§ Trecho do texto:

• • •

Margaret Mead analisou principalmente a importância da educação na formação da personalidade adulta. Ralph Linton e Abram Kardiner, por sua vez, expuseram o conceito de personalidade de base, que consistiria num mínimo psicológico comum a todos os membros de uma sociedade.
Outras escolas antropológicas:
os antropólogos da União Soviética e de outros países socialistas mantiveram viva a tradição da antropologia marxista, de raiz evolucionista. Em alguns países ocidentais, especialmente na França, a influência do pensamento marxista se refletiu sobretudo em alguns aspectos de chamada da antropologia econômica.
Por outro lado, alguns antropólogos americanos se mantêm fiéis a uma concepção evolucionista das culturas, embora matizando-a, referindo-se a ela como um evolucionismo multilinear.
Métodos da antropologia cultural
O antropólogo cultural atua basicamente mediante o trabalho de campo nas comunidades que deseja estudar, com freqüência durante mais de um ano. Os métodos de trabalho são, fundamentalmente, variações em torno de dois procedimentos, a entrevista de informantes e a chamada observação participante. Se em certas comunidades a maioria de seus membros se dispõe a prestar abundantes informações sobre seu modo de vida, em outras o pesquisador tem de se esforçar para ganhar a confiança de umas porcas pessoas que concordarão em lhe prestar informações. É ainda da maior importância que procure aprender a língua local, para ganhar a simpatia dos entrevistados, compreender os comentários e conversas à sua volta e captar com precisão o significado social de determinados comportamentos, mal expresso quanto traduzido. A seguir, o antropólogo tenta entrevistar informantes que ocupem distintas posições (profissionais, sociais, econômicas etc.) na comunidade e compara as informações fornecidas.
No entanto, um nativo pode aceitar como “naturais” aspectos de sua cultura que são de acentuado interesse para o antropólogo. Por isso, existem muitos aspectos a que o pesquisador só pode ter acesso através da “observação participante”, a participação do pesquisador nas atividades normais da vida comunitária: trabalho cotidiano, cerimônia religiosas, ritos de iniciação, atividades de lazer etc. Normalmente a observação participante é a maneira mais fácil de perceber a complexidade das interações sociais. Além disso, só por meio dela o antropólogo pode se dar conta do significado emocional de uma da atividade humana: uma coisa é ouvir a pormenorizada descrição de uma penosa expedição de caça, outra é participar pessoalmente dela.

• • •

§ Registros de dados:
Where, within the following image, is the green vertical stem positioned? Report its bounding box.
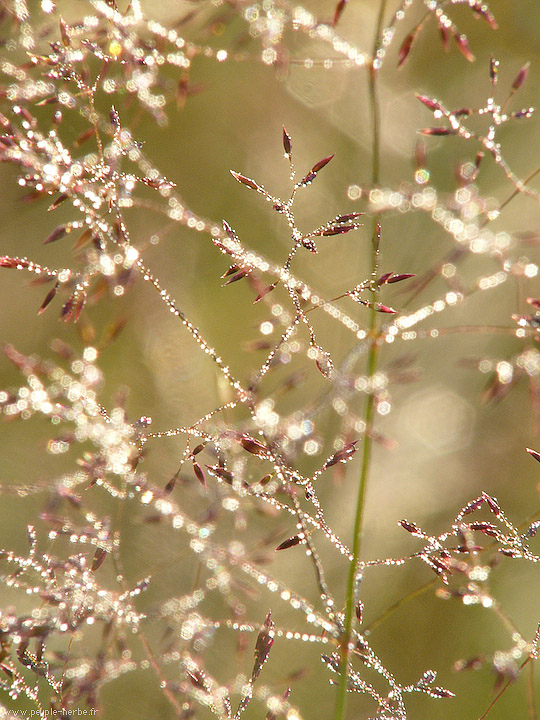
[334,0,386,720]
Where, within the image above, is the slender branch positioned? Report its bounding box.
[335,0,386,720]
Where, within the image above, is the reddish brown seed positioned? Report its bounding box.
[240,435,268,457]
[398,520,422,535]
[311,153,334,174]
[193,462,206,490]
[251,612,275,680]
[283,127,292,158]
[276,535,301,552]
[454,33,475,62]
[231,170,260,190]
[420,128,456,136]
[38,283,59,315]
[416,93,442,112]
[512,63,531,92]
[321,225,357,236]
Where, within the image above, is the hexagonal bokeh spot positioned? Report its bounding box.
[400,385,475,454]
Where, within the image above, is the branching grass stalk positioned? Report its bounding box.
[335,0,386,720]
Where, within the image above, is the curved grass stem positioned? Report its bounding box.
[335,0,386,720]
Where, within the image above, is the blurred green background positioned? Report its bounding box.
[0,0,540,720]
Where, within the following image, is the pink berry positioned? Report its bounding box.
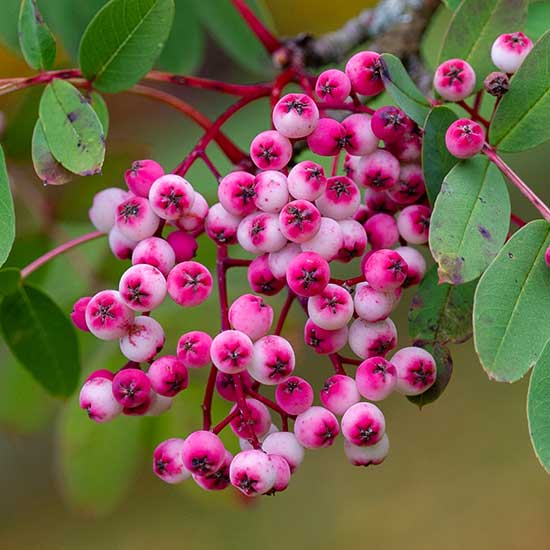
[286,252,330,296]
[304,319,348,355]
[153,437,191,483]
[391,346,437,395]
[363,249,407,292]
[88,187,128,233]
[315,69,351,105]
[210,330,254,374]
[229,449,277,497]
[319,374,361,416]
[342,403,386,447]
[273,94,319,139]
[434,59,476,101]
[355,357,397,401]
[229,294,273,340]
[120,315,165,363]
[307,284,353,330]
[79,376,122,423]
[124,160,164,197]
[178,330,212,369]
[86,290,134,340]
[275,376,314,414]
[491,32,533,73]
[315,176,361,220]
[349,317,397,359]
[247,335,296,386]
[356,149,400,191]
[344,434,390,466]
[254,170,288,212]
[250,130,292,171]
[147,355,189,397]
[149,174,195,220]
[287,160,327,201]
[364,213,399,250]
[218,170,256,216]
[294,407,340,449]
[307,118,346,157]
[445,118,485,159]
[397,204,432,244]
[166,261,213,307]
[346,51,384,96]
[181,430,225,476]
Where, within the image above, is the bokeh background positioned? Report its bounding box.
[0,0,550,550]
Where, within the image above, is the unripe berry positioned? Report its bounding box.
[124,160,164,197]
[79,377,122,423]
[273,94,319,139]
[434,59,476,101]
[342,403,386,447]
[294,407,340,449]
[346,51,384,96]
[153,437,191,483]
[275,376,314,414]
[88,187,128,233]
[445,118,485,159]
[250,130,292,171]
[86,290,134,340]
[391,346,437,395]
[181,430,225,476]
[319,374,361,416]
[349,317,397,359]
[355,357,397,401]
[120,315,166,363]
[315,69,351,105]
[491,32,533,73]
[166,261,213,307]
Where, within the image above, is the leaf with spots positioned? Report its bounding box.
[39,79,105,176]
[474,220,550,382]
[430,156,510,284]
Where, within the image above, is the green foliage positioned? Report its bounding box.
[489,31,550,153]
[380,53,430,125]
[439,0,527,89]
[430,156,510,284]
[0,284,80,397]
[18,0,56,70]
[474,220,550,382]
[422,107,458,206]
[80,0,174,93]
[39,79,105,176]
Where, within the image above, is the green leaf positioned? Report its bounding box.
[409,265,477,344]
[489,31,550,153]
[439,0,527,89]
[80,0,174,93]
[407,342,453,408]
[380,53,430,125]
[527,342,550,473]
[18,0,56,70]
[422,107,458,206]
[474,220,550,382]
[430,156,510,284]
[31,119,73,185]
[0,284,80,397]
[39,79,105,176]
[0,146,15,266]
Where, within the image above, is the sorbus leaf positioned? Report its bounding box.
[474,220,550,382]
[489,31,550,153]
[18,0,56,70]
[430,156,510,285]
[80,0,174,93]
[0,284,80,397]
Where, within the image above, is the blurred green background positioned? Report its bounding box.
[0,0,550,550]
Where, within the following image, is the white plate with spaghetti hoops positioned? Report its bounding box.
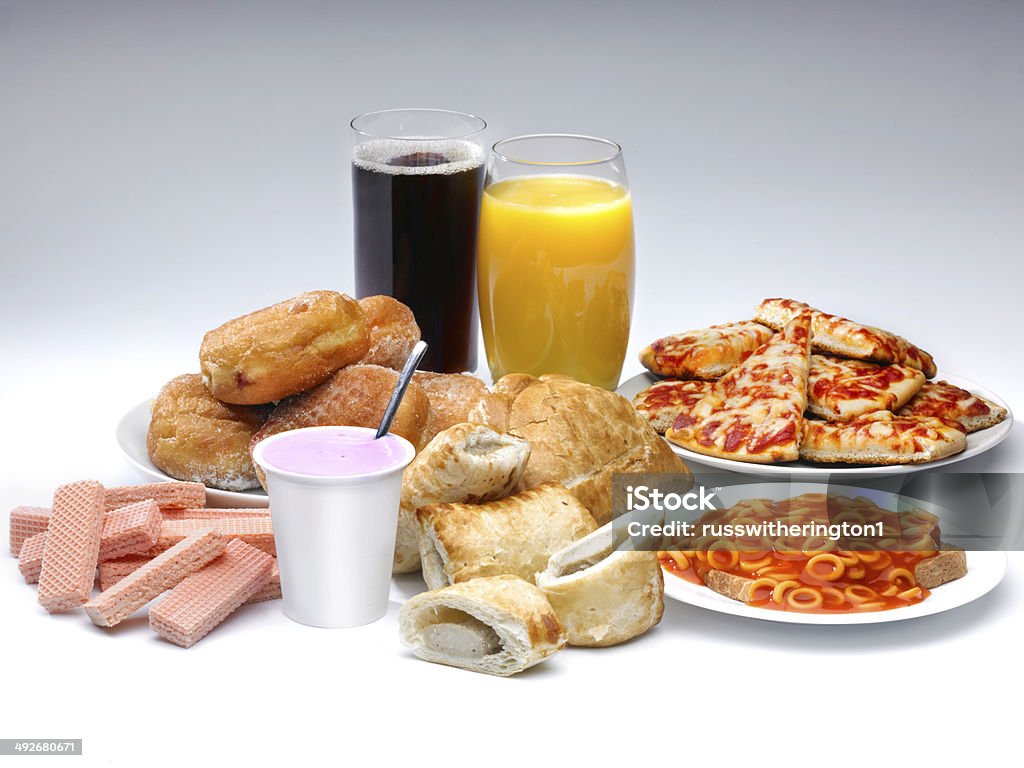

• • •

§ Instrução 1:
Responda com base no texto sobre antropologia cultural:
(a) Que conceito Ralph Linton e Abram Kardiner expuseram?
(b) Como alguns antropólogos americanos se referem à sua concepção evolucionista das culturas?
(c) Quais são os dois procedimentos em torno dos quais variam os métodos de trabalho do antropólogo cultural?
§ Instrução 2:
Reproduza fielmente a passagem do texto sobre antropologia cultural que vai de "Margaret Mead analisou" até "um evolucionismo multilinear.".
§ Instrução 3:
Dê continuidade ao texto sobre os métodos da antropologia cultural a partir do ponto em que ele termina.
Não é preciso consultar os registros.

§ Resposta esperada 1:
(a) O conceito de personalidade de base.
(b) Como um evolucionismo multilinear.
(c) A entrevista de informantes e a observação participante.

§ Resposta esperada 2:
Margaret Mead analisou principalmente a importância da educação na formação da personalidade adulta. Ralph Linton e Abram Kardiner, por sua vez, expuseram o conceito de personalidade de base, que consistiria num mínimo psicológico comum a todos os membros de uma sociedade.
Outras escolas antropológicas:
os antropólogos da União Soviética e de outros países socialistas mantiveram viva a tradição da antropologia marxista, de raiz evolucionista. Em alguns países ocidentais, especialmente na França, a influência do pensamento marxista se refletiu sobretudo em alguns aspectos de chamada da antropologia econômica.
Por outro lado, alguns antropólogos americanos se mantêm fiéis a uma concepção evolucionista das culturas, embora matizando-a, referindo-se a ela como um evolucionismo multilinear.

§ Resposta esperada 3:
Antropologia física
Como se viu, segunda metade do século XIX ficou bem clara uma primeira diferenciação dos estudos antropológicos entre os que se referiam ao homem como ser social e os que o tomavam como objeto de estudo do ponto de vista de suas características biológica. Desde então, a antropologia física se desenvolveu em torno de dois objetivos principais: de um lado, o desejo de encontrar o lugar que o homem ocupa dentro da classificação animal, e averiguar sua história natural. De outro, a intenção de oferecer uma definição inequívoca das diversas categorias em que se pode dividir o conjunto do gênero humano, de acordo com as diferenças biológicas que os homens apresentam entre si.
O primeiro desses objetivos se traduziu na tentativa por parte dos pesquisadores, de reconstruir a linha evolutiva que teria vindo dos primatas até o homem. Foi essa tarefa que se popularizou, na segunda metade do século XIX, com o nome de “busca do elo perdido”. No século XX, a matéria adquiriu um caráter mais científico e se vinculou estreitamente com a paleontologia ou estudo dos fósseis. Importantes descobertas de “homens macacos”, primeiro na África oriental, permitiram um conhecimento mais precioso da evolução dos hominídeos. Destacaram-se nesse nesses trabalhos antropólogos como os da família queniana Leaky (Louis Seymour Blazett e Mary, assim como o filho do casal, Richard) e o americano D. C. Johanson. Curiosamente, essa disciplina adquiriu tal importância nos países da Europa continental, tais pesquisas não costumam ser consideradas propriamente antropológicas e são classificadas como uma forma de paleontologia, a qual é vista como um instrumento da outra.
De qualquer modo, realizaram-se classificações raciais bastante complexas, mais que logo demonstrariam sua insuficiência, já que se guiavam basicamente pelo critério de dar importância maior aos traços mais visíveis do corpo humano - formato do rosto, cor da pele etc. - que não são necessariamente os traços diferenciadores mais importantes.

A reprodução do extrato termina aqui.